= 課題 =
以下の行を最初の行から一字一句変えずに書き写し、「Target: light fixture on ceiling」を含む行まで写したところで終えなさい。

= 課題データ =

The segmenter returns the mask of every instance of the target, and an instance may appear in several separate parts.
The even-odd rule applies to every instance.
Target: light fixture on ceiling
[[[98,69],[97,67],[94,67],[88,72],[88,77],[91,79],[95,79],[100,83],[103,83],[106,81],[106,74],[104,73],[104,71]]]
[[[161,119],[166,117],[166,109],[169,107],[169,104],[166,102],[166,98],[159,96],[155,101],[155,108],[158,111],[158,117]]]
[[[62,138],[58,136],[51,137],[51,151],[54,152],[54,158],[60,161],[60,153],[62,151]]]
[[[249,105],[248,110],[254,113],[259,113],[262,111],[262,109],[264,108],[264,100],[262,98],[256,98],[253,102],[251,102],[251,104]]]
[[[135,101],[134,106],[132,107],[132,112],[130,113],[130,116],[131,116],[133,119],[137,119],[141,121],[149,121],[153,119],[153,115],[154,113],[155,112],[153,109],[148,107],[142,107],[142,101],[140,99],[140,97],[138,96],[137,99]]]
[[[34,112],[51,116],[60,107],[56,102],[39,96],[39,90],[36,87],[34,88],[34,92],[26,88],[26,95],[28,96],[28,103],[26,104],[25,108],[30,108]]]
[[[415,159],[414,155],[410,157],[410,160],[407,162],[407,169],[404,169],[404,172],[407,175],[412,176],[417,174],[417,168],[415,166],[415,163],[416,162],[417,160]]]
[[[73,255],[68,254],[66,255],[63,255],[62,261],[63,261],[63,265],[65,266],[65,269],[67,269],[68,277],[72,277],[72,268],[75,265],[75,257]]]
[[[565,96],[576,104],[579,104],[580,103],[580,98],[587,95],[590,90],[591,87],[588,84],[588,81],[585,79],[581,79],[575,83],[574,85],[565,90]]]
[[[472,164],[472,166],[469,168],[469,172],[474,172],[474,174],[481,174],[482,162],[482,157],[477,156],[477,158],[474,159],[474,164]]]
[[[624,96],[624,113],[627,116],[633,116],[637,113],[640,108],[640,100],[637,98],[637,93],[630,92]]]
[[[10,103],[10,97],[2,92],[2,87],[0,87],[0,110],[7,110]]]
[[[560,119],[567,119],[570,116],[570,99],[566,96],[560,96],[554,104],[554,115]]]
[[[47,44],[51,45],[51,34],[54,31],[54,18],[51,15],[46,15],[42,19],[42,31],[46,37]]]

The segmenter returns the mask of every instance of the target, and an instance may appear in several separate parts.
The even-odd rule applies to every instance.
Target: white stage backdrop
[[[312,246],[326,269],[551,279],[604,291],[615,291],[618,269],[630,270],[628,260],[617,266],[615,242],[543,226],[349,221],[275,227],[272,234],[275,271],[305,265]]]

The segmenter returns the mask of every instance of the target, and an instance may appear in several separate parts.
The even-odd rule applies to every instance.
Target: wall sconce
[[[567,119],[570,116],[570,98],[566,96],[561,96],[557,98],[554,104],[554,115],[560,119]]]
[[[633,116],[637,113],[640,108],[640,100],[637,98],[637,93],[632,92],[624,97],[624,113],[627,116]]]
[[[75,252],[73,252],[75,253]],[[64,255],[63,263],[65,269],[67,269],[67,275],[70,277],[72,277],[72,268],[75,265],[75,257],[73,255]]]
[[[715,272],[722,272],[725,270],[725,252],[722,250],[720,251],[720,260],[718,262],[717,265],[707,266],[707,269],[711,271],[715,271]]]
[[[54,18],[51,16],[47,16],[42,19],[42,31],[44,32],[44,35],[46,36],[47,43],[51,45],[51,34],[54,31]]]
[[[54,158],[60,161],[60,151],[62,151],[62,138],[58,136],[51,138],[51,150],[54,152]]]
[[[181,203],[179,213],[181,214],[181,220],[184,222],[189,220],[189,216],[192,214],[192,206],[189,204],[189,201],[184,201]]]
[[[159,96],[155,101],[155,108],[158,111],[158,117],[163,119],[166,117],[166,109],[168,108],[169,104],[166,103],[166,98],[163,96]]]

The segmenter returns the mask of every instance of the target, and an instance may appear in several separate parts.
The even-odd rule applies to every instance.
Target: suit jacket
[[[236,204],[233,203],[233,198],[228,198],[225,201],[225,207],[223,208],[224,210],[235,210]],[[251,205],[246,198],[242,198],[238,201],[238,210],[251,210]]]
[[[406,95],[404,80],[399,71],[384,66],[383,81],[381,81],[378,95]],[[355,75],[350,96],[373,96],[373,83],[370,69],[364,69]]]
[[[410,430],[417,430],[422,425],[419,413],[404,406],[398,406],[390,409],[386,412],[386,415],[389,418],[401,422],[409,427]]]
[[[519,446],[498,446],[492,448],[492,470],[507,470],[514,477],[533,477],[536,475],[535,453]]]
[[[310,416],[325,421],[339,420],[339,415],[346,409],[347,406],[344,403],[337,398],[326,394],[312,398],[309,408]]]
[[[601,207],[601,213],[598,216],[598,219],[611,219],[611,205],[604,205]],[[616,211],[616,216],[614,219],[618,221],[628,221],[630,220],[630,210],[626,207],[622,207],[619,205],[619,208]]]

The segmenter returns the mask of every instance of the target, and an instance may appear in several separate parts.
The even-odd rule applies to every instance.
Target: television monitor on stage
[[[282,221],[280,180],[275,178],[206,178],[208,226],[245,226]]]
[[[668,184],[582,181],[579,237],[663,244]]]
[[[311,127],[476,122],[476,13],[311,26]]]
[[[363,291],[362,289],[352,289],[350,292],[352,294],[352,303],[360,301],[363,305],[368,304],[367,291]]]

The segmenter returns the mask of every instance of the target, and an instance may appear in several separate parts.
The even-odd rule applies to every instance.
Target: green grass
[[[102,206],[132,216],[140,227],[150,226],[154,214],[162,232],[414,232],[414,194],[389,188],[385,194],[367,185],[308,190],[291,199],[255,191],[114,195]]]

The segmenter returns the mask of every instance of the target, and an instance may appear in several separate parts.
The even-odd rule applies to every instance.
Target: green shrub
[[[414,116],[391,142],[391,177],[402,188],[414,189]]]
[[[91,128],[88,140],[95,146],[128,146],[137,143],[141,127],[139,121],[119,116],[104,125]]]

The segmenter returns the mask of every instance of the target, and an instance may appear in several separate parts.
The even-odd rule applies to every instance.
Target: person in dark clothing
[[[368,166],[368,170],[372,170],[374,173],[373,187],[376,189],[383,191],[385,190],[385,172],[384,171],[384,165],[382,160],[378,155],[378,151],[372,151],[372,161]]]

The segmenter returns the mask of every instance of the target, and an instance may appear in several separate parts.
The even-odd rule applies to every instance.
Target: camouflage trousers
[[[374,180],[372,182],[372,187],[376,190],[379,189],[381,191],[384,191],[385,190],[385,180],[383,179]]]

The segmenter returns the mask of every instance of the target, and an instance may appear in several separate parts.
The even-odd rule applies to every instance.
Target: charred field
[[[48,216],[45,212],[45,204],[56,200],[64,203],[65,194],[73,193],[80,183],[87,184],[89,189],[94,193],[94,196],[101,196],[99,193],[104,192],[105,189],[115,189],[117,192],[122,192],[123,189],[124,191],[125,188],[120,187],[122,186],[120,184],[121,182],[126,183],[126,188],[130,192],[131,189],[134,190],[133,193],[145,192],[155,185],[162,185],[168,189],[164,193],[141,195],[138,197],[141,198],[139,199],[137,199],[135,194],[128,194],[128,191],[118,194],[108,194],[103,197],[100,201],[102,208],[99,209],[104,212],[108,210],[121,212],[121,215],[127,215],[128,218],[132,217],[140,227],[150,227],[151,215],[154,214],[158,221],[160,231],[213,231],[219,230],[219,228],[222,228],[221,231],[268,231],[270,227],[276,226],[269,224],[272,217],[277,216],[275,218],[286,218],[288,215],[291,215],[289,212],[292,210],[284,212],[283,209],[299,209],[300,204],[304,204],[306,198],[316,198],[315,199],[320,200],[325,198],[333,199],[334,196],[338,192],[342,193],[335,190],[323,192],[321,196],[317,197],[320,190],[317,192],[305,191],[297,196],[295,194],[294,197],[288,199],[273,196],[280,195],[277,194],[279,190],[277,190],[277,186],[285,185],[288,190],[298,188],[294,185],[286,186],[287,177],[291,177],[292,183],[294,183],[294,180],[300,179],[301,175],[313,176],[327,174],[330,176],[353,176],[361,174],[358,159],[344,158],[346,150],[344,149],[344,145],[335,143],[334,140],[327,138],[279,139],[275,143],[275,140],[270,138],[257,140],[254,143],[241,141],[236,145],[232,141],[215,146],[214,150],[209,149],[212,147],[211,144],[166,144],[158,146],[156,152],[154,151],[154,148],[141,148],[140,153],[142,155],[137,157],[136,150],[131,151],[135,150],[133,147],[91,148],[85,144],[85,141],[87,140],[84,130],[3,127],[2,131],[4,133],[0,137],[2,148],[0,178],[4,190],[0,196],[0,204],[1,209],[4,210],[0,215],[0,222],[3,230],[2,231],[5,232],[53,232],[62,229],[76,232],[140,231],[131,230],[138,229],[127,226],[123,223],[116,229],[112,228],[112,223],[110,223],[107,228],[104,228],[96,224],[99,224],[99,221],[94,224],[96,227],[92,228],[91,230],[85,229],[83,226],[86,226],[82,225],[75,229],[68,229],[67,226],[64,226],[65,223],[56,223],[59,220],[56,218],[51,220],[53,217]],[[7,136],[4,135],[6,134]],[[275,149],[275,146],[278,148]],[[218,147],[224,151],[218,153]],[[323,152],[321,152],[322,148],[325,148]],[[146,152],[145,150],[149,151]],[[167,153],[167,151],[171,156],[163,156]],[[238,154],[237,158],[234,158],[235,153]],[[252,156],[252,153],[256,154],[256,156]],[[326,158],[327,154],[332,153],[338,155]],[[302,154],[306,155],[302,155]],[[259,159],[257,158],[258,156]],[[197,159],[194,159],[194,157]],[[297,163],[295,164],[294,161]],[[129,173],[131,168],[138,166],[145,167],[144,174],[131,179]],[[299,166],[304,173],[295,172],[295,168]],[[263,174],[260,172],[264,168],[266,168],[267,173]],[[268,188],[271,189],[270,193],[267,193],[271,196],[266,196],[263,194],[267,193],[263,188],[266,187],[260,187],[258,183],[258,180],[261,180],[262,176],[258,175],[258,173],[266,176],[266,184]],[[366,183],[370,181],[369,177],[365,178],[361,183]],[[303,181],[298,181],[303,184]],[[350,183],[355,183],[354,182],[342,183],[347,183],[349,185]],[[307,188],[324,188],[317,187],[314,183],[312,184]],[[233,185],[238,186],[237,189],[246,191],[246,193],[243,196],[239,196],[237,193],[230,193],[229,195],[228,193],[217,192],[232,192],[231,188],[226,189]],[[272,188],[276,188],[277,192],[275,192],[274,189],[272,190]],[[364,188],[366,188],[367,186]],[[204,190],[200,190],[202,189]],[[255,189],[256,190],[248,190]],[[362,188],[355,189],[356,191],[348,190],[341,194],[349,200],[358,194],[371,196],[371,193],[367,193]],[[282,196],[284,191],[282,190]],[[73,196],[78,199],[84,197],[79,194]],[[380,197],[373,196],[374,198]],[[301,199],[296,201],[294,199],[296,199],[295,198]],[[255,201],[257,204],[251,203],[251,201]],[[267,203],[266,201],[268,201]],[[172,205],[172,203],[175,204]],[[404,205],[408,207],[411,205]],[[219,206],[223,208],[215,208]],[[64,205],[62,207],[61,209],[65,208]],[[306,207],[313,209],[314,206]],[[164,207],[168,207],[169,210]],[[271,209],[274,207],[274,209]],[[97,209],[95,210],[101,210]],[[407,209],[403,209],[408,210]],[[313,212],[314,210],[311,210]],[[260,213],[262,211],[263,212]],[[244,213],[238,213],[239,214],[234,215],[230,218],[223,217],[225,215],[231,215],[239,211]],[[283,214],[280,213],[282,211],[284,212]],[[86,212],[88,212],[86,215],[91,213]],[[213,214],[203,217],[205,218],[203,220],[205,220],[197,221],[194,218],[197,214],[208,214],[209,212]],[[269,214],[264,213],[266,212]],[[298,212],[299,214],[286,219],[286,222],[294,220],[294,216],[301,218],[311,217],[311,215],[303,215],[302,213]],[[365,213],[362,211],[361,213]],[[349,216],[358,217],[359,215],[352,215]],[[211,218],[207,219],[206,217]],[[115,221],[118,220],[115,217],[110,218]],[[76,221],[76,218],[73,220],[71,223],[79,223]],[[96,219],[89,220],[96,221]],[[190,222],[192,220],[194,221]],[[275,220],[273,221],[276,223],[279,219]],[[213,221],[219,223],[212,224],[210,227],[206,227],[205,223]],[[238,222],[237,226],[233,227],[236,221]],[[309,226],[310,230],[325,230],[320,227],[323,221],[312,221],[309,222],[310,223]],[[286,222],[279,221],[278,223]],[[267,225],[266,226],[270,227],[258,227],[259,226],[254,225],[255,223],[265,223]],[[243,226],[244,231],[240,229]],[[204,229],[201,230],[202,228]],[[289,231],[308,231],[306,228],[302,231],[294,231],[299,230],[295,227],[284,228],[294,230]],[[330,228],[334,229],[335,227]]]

= 解答 =
The segmenter returns the mask of every instance of the target, and an instance may appear in several separate parts.
The even-odd rule applies to every instance.
Target: light fixture on ceiling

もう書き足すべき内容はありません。